■ **Given text**
* * * * *
My husband and I recently left our twin girls at home with Nana while we took my 5 year old son to his school festival. He was so excited about it and when we arrived, he wanted to ride all of the kid’s rides. The first thing he wanted to do was the roller coaster and I was honestly surprised. He is a vary cautious kid and even on the playground, there are things he won’t do. We also have visited Disney World, Six Flags and Silver Dollar City and he’s always been adamant about not going on “scary rides”.
He boarded the roller coaster and my husband and I stood on the side with our phones out so we could take pictures to document this occasion. Each time he rolled by me, I couldn’t help but grin and wave and yell, “Hi Hayden!” and “Both hands on the bars!”. He had the biggest grin on his face and would wave back to us and yell out our names. After he got off the roller coaster, I gave him the biggest hug and kept saying “Good job, Hayden! You did so good!”.
After that, he wanted to hurry on over to this gigantic slide where you slide down on potato sacks. Again, I was shocked because this is a kid that is leery of the slide at the school playground. But again, he marched up those steps and came sliding down, looking just a bit surprised. I fawned all over him, telling him he did such a “Good Job”. I caught my husband looking at me and in that exact moment (never before in my son’s 5 years!) I realized I was being an embarrassing Mom.
My 5 year old never said anything to me and in fact he still loves to hug, cuddle and give kisses in public. He wasn’t phased over me praising him over riding the kiddie rides. But I realized that in a few years, he will mind. He might even mind this fall when he starts Kindergarten. It’s going to be hard and I’ll have to make a conscious effort not to embarrass him in public, but to me he will always be my little baby.
Have you caught yourself being an embarrassing mom in public?
Take advantage of those moments now before he will mind. 🙂 I love this story. I love how involved you want to be and I feel the same with my two kids. They’re 5 and 3 and I somewhat dread that moment when they don’t need me like they do now. Thankfully, I haven’t had any embarrassing moments but I know it won’t be too long before they begin to happen.
I’ll definitely keep taking advantage and I know I’ll keep doing it at home. I just need to catch myself in public LOL!
It is certainly tough at first to not be an embarrassing mom but it gets easier with time. Once your kids are in college you will be a pro at it.
Haha, good to know!
Oh yes! I have caught myself doing it too…. and depending on the day and event I either stopped or continued to embarrass my kids (in a fun way though)!
Hopefully when he is older, he’ll appreciate it, roll his eyes and say, oh mom! LOL!
All of us mom’s are the embarrassing mom at some point. The funny things is it does bug them for a few years. Then as they get older it doesn’t bother them any more. Who knew.
That is good to know!
I am sure that I will be an embarrassing mom to these 2 girls. Right now at 3 she still loves the praise and hugs so I will continue to do it.
Like you I can’t wait up be involved in everything my kids do. To volunteer and be there when they want me there.
Hayden really loves it too, so I want to continue to do it! I’ll be sad the day he actually tells me to stop!
* * * * *
■ **Data segment**
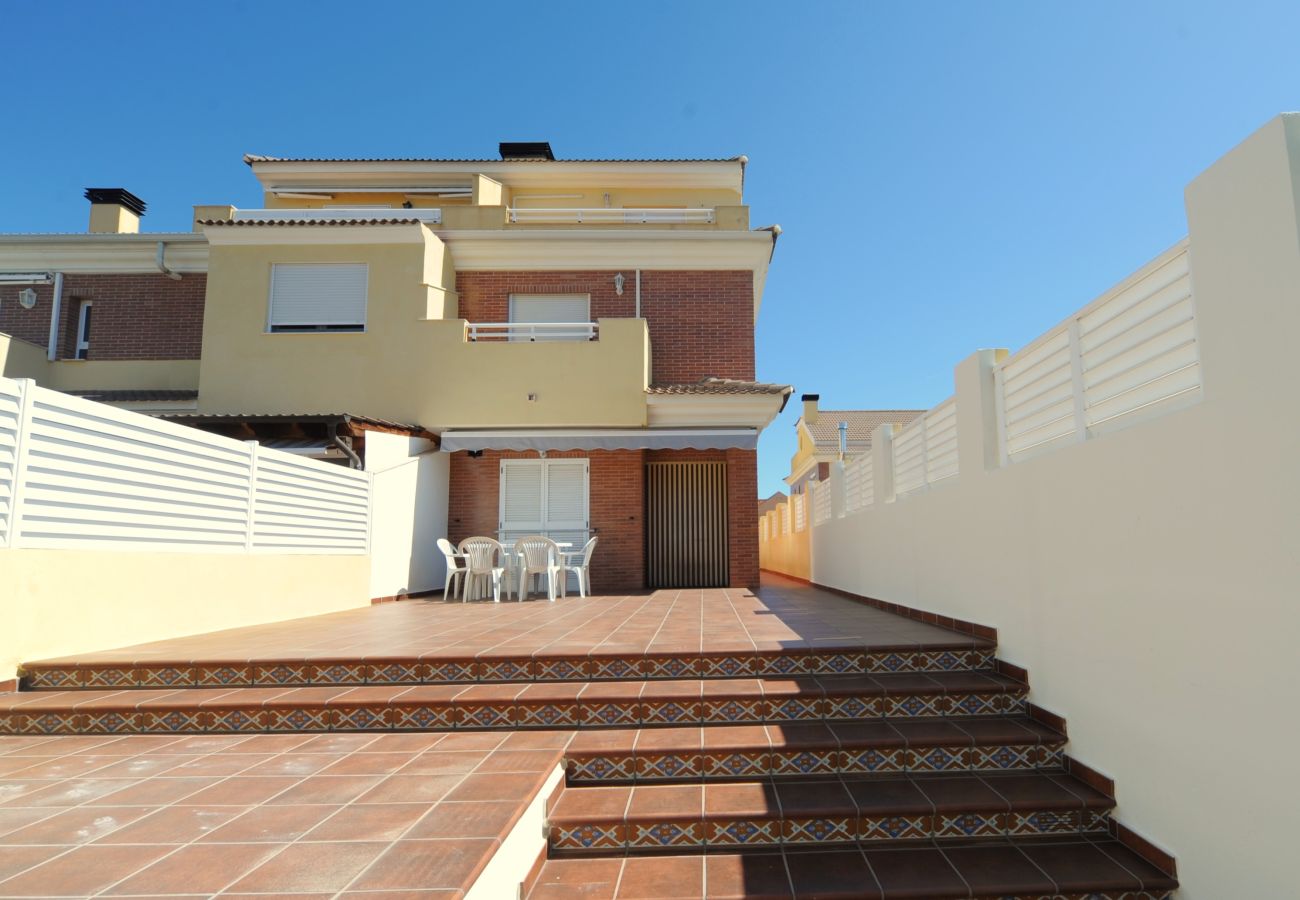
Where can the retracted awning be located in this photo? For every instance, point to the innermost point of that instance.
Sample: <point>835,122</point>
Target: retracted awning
<point>602,438</point>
* * * * *
■ **Instructions**
a. In the school festival post, what was the first ride the son wanted to go on?
b. Continue the school festival post from the point where it stops.
The listing is not needed for any of the tasks.

■ **Results of the tasks**
a. The roller coaster.

b.
awww, I do the same thing and most likely always will. I hate when they gt to big and don’t want you to any longer say I love you in Public or give kisses in front of their friends before going in school. I know once, I really embarrassed my daughter unintentionally. They were having a Halloween party and she was in 3rd grade. I dressed up as a Hobo, wearing my dads suit, his size 12 mens shoe, put on a mustache, etc. My daughter was suppose to meet me at the school door to help me with bringing all the snacks in. I saw her there but she didn’t meet me so I had to go ask her for help. Well, she hadn’t realized it was me and kept saying “Mom, just tell them you only dressed like this today for Halloween” Really? Haha, like I always dressed like that. But it sure did embarrass her
LOL, that is too funny! It’s so interesting the way they think at that age!
Take advantage now..my kids are 10 and almost 14 and they are always embarrassed of me now..LOL when they were younger it was sooo very different!
I’m convinced that there are times you can ’embarrass’ your kids just by being around them. At least that’s how my teenager feels some days.
I am very much an embarrassing mom. I most likely will always be one too. I think it is important to show affection to your little ones and while I know when they get older they may not appreciate it, I’m still gonna do it! 🙂
Not an embarrassing mom, but definitely an over protective Dad AND i do it everyday lol.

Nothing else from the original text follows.